#### Task prompt:
Reproduce the stretch of lines from "Using the image provided, detect the shrub." through "top-left (271, 34), bottom-right (287, 60)", swapping "shrub" for "hedge" and leaving everything else unchanged.
=== Data for the task ===
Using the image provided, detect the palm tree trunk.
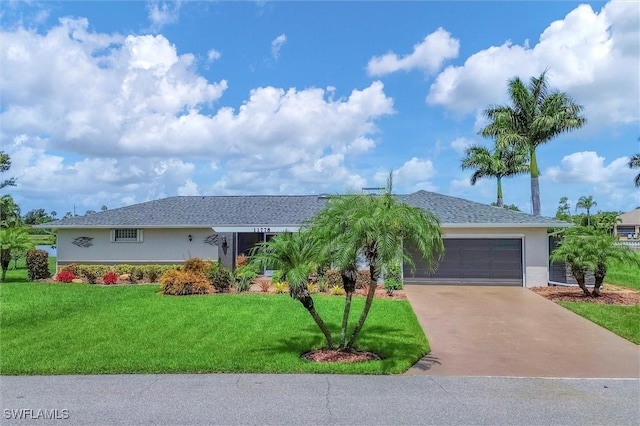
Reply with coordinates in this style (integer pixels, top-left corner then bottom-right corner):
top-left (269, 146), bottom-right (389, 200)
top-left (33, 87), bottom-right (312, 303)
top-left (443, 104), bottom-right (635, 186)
top-left (346, 262), bottom-right (378, 349)
top-left (338, 292), bottom-right (353, 348)
top-left (294, 289), bottom-right (335, 349)
top-left (571, 269), bottom-right (591, 296)
top-left (530, 147), bottom-right (540, 216)
top-left (338, 265), bottom-right (358, 348)
top-left (591, 264), bottom-right (607, 297)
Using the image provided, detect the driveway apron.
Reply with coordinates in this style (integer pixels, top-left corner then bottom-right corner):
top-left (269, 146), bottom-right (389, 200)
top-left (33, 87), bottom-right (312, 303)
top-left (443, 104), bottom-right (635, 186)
top-left (405, 284), bottom-right (640, 378)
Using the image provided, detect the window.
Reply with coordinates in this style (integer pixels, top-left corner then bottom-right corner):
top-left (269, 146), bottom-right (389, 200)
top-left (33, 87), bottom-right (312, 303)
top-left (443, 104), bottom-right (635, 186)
top-left (111, 228), bottom-right (142, 243)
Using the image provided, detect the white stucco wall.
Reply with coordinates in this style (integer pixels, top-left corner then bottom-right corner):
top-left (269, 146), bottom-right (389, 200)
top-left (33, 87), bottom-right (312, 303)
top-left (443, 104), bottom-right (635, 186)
top-left (57, 228), bottom-right (218, 263)
top-left (443, 227), bottom-right (549, 287)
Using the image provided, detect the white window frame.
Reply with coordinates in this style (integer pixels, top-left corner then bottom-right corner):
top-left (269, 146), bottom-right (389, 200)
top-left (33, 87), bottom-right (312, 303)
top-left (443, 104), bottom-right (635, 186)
top-left (111, 228), bottom-right (142, 243)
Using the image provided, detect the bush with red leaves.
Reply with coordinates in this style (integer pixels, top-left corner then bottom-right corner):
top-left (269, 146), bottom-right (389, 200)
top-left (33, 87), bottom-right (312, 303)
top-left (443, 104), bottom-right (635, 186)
top-left (56, 269), bottom-right (76, 283)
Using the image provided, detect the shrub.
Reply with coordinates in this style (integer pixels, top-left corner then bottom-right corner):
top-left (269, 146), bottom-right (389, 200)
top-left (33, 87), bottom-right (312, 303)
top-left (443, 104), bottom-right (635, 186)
top-left (102, 271), bottom-right (118, 285)
top-left (182, 257), bottom-right (211, 274)
top-left (60, 263), bottom-right (78, 276)
top-left (257, 278), bottom-right (271, 293)
top-left (56, 269), bottom-right (76, 283)
top-left (236, 254), bottom-right (249, 268)
top-left (206, 262), bottom-right (233, 293)
top-left (144, 265), bottom-right (163, 283)
top-left (113, 264), bottom-right (133, 276)
top-left (331, 285), bottom-right (344, 296)
top-left (271, 269), bottom-right (284, 284)
top-left (384, 278), bottom-right (402, 296)
top-left (27, 250), bottom-right (51, 281)
top-left (356, 269), bottom-right (371, 288)
top-left (324, 269), bottom-right (342, 288)
top-left (384, 262), bottom-right (402, 281)
top-left (234, 264), bottom-right (258, 292)
top-left (129, 265), bottom-right (145, 284)
top-left (77, 265), bottom-right (108, 284)
top-left (160, 270), bottom-right (211, 296)
top-left (274, 281), bottom-right (288, 294)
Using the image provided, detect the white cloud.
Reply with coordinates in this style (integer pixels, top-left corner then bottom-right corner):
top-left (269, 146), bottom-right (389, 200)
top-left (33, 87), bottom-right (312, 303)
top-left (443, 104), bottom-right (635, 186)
top-left (373, 157), bottom-right (436, 192)
top-left (367, 28), bottom-right (460, 76)
top-left (427, 2), bottom-right (640, 125)
top-left (451, 137), bottom-right (472, 155)
top-left (541, 151), bottom-right (640, 209)
top-left (147, 0), bottom-right (181, 31)
top-left (0, 19), bottom-right (394, 209)
top-left (207, 49), bottom-right (222, 62)
top-left (271, 34), bottom-right (287, 60)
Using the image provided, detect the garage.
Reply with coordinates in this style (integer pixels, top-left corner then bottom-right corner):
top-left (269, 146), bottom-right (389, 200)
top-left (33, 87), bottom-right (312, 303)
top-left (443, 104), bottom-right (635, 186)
top-left (404, 238), bottom-right (523, 286)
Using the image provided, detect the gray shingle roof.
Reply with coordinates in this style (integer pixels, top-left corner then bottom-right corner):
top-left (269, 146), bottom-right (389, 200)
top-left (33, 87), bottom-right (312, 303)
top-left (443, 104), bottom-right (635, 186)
top-left (41, 191), bottom-right (566, 228)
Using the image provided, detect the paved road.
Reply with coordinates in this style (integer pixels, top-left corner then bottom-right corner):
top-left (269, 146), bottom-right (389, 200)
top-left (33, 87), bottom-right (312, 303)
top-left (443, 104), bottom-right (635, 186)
top-left (0, 374), bottom-right (640, 425)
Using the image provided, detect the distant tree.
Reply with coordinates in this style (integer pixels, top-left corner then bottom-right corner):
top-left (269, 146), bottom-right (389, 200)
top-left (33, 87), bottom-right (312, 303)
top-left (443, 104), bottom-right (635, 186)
top-left (0, 151), bottom-right (16, 189)
top-left (22, 209), bottom-right (52, 225)
top-left (0, 226), bottom-right (35, 282)
top-left (491, 203), bottom-right (522, 212)
top-left (628, 154), bottom-right (640, 186)
top-left (556, 197), bottom-right (571, 222)
top-left (461, 145), bottom-right (529, 207)
top-left (0, 195), bottom-right (22, 228)
top-left (480, 71), bottom-right (586, 216)
top-left (576, 195), bottom-right (598, 226)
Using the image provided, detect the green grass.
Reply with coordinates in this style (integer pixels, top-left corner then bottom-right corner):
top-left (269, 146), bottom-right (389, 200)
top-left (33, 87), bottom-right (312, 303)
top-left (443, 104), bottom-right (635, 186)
top-left (559, 302), bottom-right (640, 345)
top-left (0, 283), bottom-right (429, 375)
top-left (605, 253), bottom-right (640, 290)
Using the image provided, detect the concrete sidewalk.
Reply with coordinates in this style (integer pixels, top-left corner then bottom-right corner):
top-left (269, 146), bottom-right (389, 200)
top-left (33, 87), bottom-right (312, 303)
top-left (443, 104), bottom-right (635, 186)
top-left (405, 285), bottom-right (640, 378)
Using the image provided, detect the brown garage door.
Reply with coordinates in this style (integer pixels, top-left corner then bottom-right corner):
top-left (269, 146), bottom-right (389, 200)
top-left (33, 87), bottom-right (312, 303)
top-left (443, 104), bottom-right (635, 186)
top-left (404, 238), bottom-right (522, 286)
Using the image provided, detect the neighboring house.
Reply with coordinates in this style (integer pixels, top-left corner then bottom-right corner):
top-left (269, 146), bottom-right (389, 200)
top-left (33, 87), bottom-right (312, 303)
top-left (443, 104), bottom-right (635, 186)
top-left (40, 191), bottom-right (568, 287)
top-left (613, 207), bottom-right (640, 247)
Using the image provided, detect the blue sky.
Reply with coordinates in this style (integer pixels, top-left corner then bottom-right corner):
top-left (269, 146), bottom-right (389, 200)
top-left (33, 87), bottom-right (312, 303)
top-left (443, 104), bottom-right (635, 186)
top-left (0, 1), bottom-right (640, 220)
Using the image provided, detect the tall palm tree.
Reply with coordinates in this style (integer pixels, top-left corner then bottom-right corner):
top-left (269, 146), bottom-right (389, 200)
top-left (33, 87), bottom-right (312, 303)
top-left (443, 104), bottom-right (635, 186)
top-left (576, 195), bottom-right (598, 226)
top-left (0, 226), bottom-right (35, 282)
top-left (461, 145), bottom-right (529, 207)
top-left (480, 71), bottom-right (586, 216)
top-left (627, 154), bottom-right (640, 186)
top-left (250, 232), bottom-right (334, 348)
top-left (310, 191), bottom-right (444, 349)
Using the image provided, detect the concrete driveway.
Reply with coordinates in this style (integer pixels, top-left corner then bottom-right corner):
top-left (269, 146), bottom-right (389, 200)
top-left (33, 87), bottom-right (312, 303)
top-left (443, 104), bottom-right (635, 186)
top-left (405, 284), bottom-right (640, 378)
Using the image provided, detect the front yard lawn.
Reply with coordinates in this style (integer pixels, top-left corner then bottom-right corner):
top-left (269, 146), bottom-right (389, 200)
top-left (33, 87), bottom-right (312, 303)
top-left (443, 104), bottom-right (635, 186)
top-left (605, 253), bottom-right (640, 290)
top-left (0, 283), bottom-right (429, 375)
top-left (559, 302), bottom-right (640, 345)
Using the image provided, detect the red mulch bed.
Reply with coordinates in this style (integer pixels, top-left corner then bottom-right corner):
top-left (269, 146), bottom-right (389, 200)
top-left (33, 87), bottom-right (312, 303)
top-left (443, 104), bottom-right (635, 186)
top-left (302, 349), bottom-right (380, 362)
top-left (531, 284), bottom-right (640, 306)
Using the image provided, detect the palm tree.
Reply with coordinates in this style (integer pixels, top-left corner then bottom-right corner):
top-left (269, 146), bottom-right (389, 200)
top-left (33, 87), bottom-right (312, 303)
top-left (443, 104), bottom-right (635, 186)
top-left (461, 145), bottom-right (529, 207)
top-left (628, 154), bottom-right (640, 186)
top-left (310, 191), bottom-right (444, 350)
top-left (576, 195), bottom-right (598, 226)
top-left (550, 230), bottom-right (640, 297)
top-left (0, 227), bottom-right (35, 282)
top-left (250, 232), bottom-right (334, 349)
top-left (480, 71), bottom-right (586, 216)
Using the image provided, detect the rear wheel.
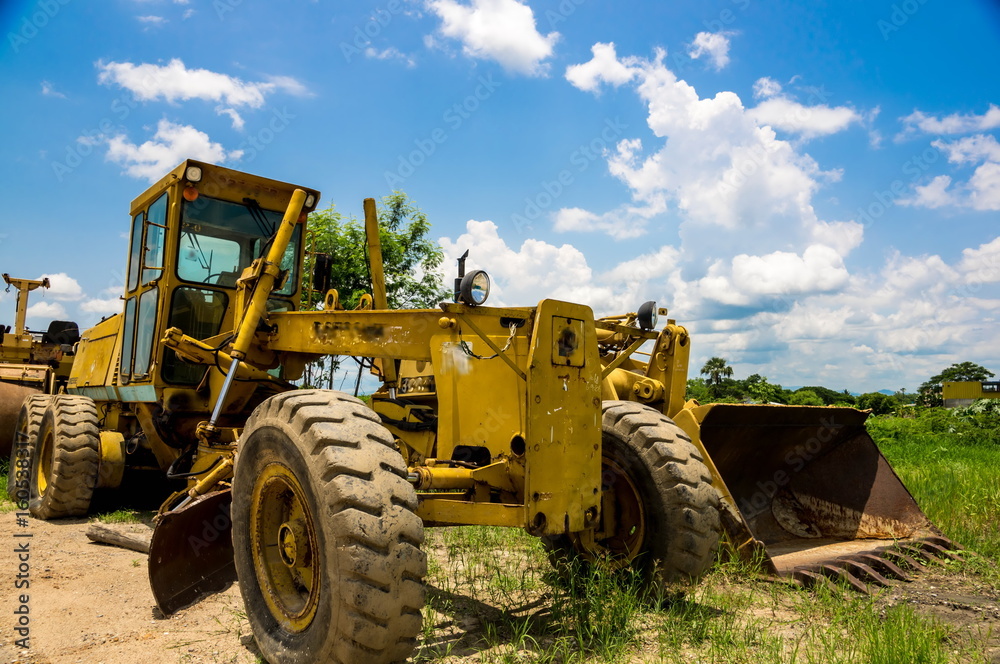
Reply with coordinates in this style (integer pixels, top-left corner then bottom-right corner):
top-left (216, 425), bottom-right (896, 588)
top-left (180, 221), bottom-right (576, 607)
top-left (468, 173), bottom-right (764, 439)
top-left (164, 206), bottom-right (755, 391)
top-left (232, 390), bottom-right (426, 664)
top-left (545, 401), bottom-right (721, 590)
top-left (28, 394), bottom-right (101, 519)
top-left (7, 394), bottom-right (52, 505)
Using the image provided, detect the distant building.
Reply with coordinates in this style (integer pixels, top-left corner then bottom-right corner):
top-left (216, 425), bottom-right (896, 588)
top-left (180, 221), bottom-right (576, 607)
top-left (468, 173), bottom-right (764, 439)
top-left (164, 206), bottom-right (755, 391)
top-left (941, 381), bottom-right (1000, 408)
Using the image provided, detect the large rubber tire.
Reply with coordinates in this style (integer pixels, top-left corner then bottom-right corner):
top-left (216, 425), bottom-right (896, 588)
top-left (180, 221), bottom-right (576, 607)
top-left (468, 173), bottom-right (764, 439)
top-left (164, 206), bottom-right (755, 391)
top-left (545, 401), bottom-right (722, 593)
top-left (232, 390), bottom-right (427, 664)
top-left (7, 394), bottom-right (52, 509)
top-left (28, 394), bottom-right (101, 520)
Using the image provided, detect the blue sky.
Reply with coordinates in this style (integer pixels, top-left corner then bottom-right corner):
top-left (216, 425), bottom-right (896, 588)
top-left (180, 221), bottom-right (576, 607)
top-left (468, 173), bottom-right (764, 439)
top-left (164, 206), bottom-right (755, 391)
top-left (0, 0), bottom-right (1000, 391)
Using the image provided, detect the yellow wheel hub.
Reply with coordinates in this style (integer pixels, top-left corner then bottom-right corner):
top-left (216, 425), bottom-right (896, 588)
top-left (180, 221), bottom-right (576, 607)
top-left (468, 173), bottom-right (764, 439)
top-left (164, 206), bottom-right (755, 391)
top-left (35, 429), bottom-right (56, 496)
top-left (250, 463), bottom-right (321, 632)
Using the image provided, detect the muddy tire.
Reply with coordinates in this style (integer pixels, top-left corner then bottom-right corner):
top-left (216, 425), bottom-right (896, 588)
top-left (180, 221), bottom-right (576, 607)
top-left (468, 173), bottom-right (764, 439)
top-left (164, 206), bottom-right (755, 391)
top-left (7, 394), bottom-right (52, 504)
top-left (28, 394), bottom-right (101, 520)
top-left (232, 390), bottom-right (427, 664)
top-left (544, 401), bottom-right (722, 592)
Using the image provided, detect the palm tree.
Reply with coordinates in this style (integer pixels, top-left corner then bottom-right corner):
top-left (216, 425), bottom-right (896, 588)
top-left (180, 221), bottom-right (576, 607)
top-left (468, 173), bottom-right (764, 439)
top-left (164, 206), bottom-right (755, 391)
top-left (700, 357), bottom-right (733, 396)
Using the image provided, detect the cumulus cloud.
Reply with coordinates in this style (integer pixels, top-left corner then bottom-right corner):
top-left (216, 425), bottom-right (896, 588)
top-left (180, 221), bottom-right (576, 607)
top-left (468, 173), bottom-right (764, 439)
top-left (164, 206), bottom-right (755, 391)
top-left (900, 134), bottom-right (1000, 211)
top-left (106, 120), bottom-right (243, 182)
top-left (42, 81), bottom-right (66, 99)
top-left (566, 42), bottom-right (637, 92)
top-left (749, 97), bottom-right (861, 138)
top-left (27, 301), bottom-right (67, 322)
top-left (753, 76), bottom-right (781, 99)
top-left (97, 58), bottom-right (308, 129)
top-left (427, 0), bottom-right (559, 76)
top-left (38, 272), bottom-right (83, 301)
top-left (364, 46), bottom-right (417, 67)
top-left (80, 297), bottom-right (122, 316)
top-left (688, 32), bottom-right (731, 69)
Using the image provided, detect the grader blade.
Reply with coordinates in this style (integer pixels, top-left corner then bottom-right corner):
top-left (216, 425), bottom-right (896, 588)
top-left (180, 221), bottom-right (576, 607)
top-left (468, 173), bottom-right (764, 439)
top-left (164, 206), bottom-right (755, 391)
top-left (694, 404), bottom-right (959, 590)
top-left (149, 490), bottom-right (236, 615)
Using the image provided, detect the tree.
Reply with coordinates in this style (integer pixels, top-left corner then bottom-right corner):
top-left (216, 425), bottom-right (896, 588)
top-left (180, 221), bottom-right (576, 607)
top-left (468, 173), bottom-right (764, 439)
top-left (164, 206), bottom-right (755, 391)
top-left (788, 387), bottom-right (826, 406)
top-left (743, 374), bottom-right (784, 403)
top-left (301, 191), bottom-right (451, 388)
top-left (917, 362), bottom-right (995, 406)
top-left (302, 191), bottom-right (450, 309)
top-left (699, 357), bottom-right (733, 396)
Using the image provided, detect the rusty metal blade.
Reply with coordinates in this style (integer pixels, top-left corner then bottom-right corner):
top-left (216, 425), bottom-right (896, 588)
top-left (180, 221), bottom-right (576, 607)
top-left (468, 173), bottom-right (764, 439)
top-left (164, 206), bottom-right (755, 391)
top-left (149, 490), bottom-right (236, 615)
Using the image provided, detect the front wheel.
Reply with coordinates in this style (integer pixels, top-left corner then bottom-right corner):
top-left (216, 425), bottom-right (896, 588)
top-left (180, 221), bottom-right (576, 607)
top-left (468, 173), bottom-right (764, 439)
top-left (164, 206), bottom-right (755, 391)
top-left (232, 390), bottom-right (427, 664)
top-left (7, 394), bottom-right (52, 505)
top-left (545, 401), bottom-right (722, 590)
===
#### Correct result:
Using the image provided, detect the hedge.
Reply with coordinates in this style (integer pixels, top-left corner then bottom-right corner):
top-left (269, 146), bottom-right (389, 200)
top-left (33, 87), bottom-right (312, 303)
top-left (443, 104), bottom-right (635, 186)
top-left (102, 271), bottom-right (118, 285)
top-left (182, 257), bottom-right (211, 274)
top-left (60, 263), bottom-right (78, 276)
top-left (257, 278), bottom-right (271, 293)
top-left (56, 269), bottom-right (76, 283)
top-left (236, 254), bottom-right (249, 268)
top-left (206, 262), bottom-right (233, 293)
top-left (144, 265), bottom-right (163, 283)
top-left (113, 264), bottom-right (133, 276)
top-left (331, 285), bottom-right (344, 296)
top-left (271, 269), bottom-right (284, 284)
top-left (384, 278), bottom-right (402, 296)
top-left (27, 250), bottom-right (51, 281)
top-left (356, 269), bottom-right (371, 288)
top-left (324, 269), bottom-right (342, 288)
top-left (384, 262), bottom-right (402, 281)
top-left (234, 264), bottom-right (258, 292)
top-left (129, 265), bottom-right (145, 284)
top-left (77, 265), bottom-right (108, 284)
top-left (160, 270), bottom-right (211, 296)
top-left (274, 281), bottom-right (288, 294)
Using the image provided, detect the white cloud.
Reply with coordinates in this style (integer pixels, top-left corner then bottom-right corner):
top-left (269, 146), bottom-right (389, 200)
top-left (33, 87), bottom-right (312, 303)
top-left (443, 104), bottom-right (635, 186)
top-left (373, 157), bottom-right (436, 192)
top-left (367, 28), bottom-right (460, 76)
top-left (427, 2), bottom-right (640, 125)
top-left (451, 137), bottom-right (472, 155)
top-left (541, 151), bottom-right (640, 209)
top-left (147, 0), bottom-right (181, 31)
top-left (0, 19), bottom-right (394, 209)
top-left (207, 49), bottom-right (222, 62)
top-left (271, 34), bottom-right (287, 60)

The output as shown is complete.